Start of INPUT RECORDS

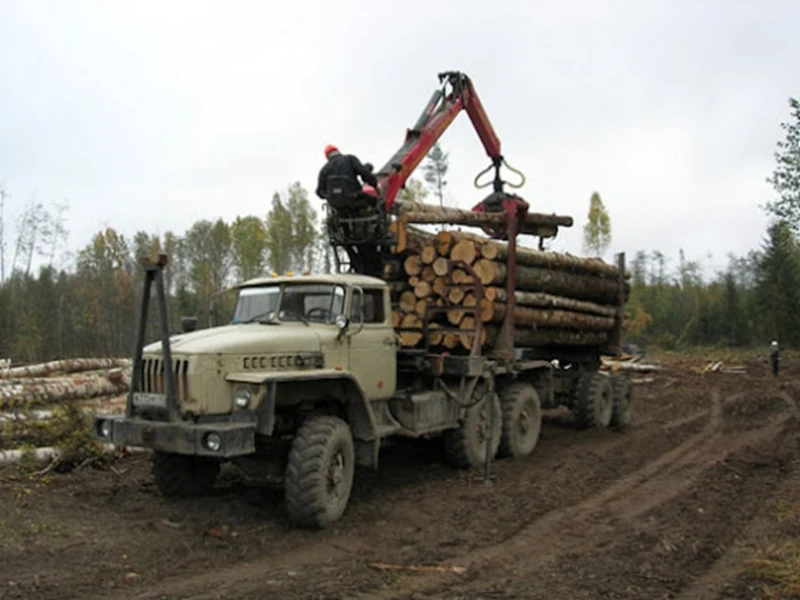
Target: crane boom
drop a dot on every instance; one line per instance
(457, 94)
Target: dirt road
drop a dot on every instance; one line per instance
(672, 508)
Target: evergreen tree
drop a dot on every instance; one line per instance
(785, 178)
(779, 283)
(597, 231)
(435, 170)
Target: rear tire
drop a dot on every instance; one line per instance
(183, 474)
(622, 415)
(594, 401)
(522, 420)
(465, 447)
(319, 476)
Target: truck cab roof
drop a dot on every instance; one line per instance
(335, 278)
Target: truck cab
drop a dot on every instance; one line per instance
(301, 368)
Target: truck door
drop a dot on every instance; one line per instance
(373, 357)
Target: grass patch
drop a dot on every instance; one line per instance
(779, 569)
(68, 431)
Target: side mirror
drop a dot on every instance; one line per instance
(342, 322)
(188, 324)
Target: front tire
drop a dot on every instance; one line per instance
(594, 401)
(183, 474)
(465, 447)
(319, 475)
(622, 415)
(522, 420)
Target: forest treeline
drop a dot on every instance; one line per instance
(90, 307)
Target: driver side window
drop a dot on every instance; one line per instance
(372, 307)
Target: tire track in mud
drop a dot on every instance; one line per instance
(729, 564)
(551, 536)
(588, 523)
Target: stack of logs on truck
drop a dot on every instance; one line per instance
(453, 285)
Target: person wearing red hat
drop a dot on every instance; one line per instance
(344, 165)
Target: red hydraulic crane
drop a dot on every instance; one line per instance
(457, 94)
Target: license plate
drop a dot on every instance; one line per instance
(150, 400)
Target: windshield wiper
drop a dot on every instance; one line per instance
(300, 317)
(260, 316)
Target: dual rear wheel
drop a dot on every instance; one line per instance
(603, 401)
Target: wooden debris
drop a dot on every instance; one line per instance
(420, 568)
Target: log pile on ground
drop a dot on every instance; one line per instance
(457, 282)
(69, 390)
(59, 381)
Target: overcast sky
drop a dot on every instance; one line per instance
(150, 115)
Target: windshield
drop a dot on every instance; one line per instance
(319, 303)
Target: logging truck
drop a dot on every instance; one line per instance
(457, 336)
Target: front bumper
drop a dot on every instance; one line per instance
(233, 438)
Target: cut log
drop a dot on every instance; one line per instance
(456, 295)
(63, 388)
(428, 254)
(444, 241)
(439, 285)
(441, 266)
(461, 276)
(431, 214)
(484, 246)
(464, 250)
(73, 365)
(557, 261)
(407, 301)
(468, 327)
(542, 300)
(559, 283)
(422, 289)
(435, 334)
(450, 340)
(525, 317)
(550, 337)
(410, 331)
(412, 265)
(455, 315)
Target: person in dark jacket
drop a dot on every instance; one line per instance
(345, 165)
(774, 357)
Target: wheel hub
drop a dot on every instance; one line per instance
(336, 474)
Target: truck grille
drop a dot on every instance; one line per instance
(154, 377)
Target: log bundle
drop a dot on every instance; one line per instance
(457, 281)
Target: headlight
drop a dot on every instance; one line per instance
(105, 428)
(213, 442)
(242, 397)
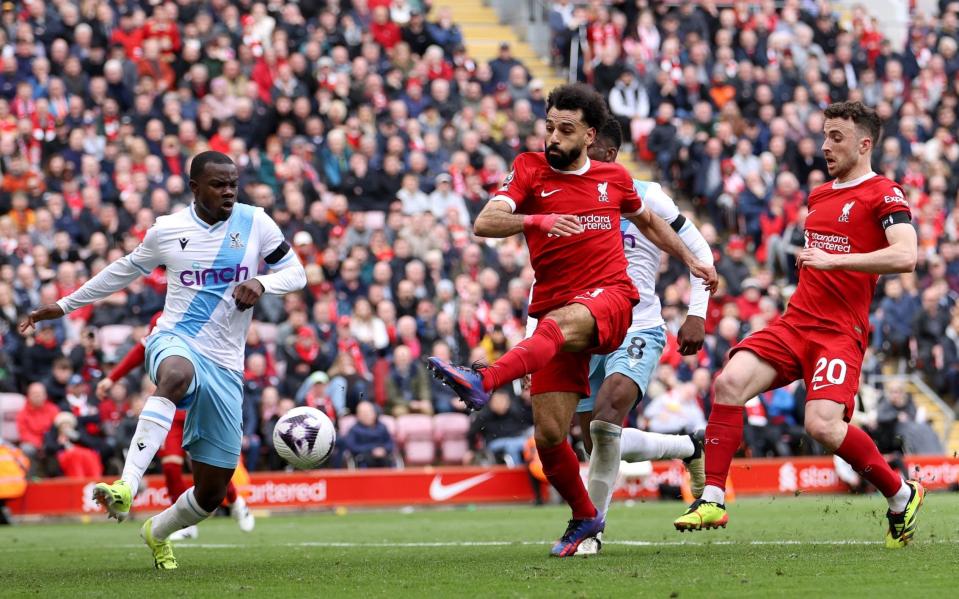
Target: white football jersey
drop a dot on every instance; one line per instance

End of INPUT RECORDS

| REQUIRED WORK |
With the string "windshield" as the key, filter the data above and show the lines that match.

| RESULT FOR THIS TASK |
Target: windshield wiper
Target: windshield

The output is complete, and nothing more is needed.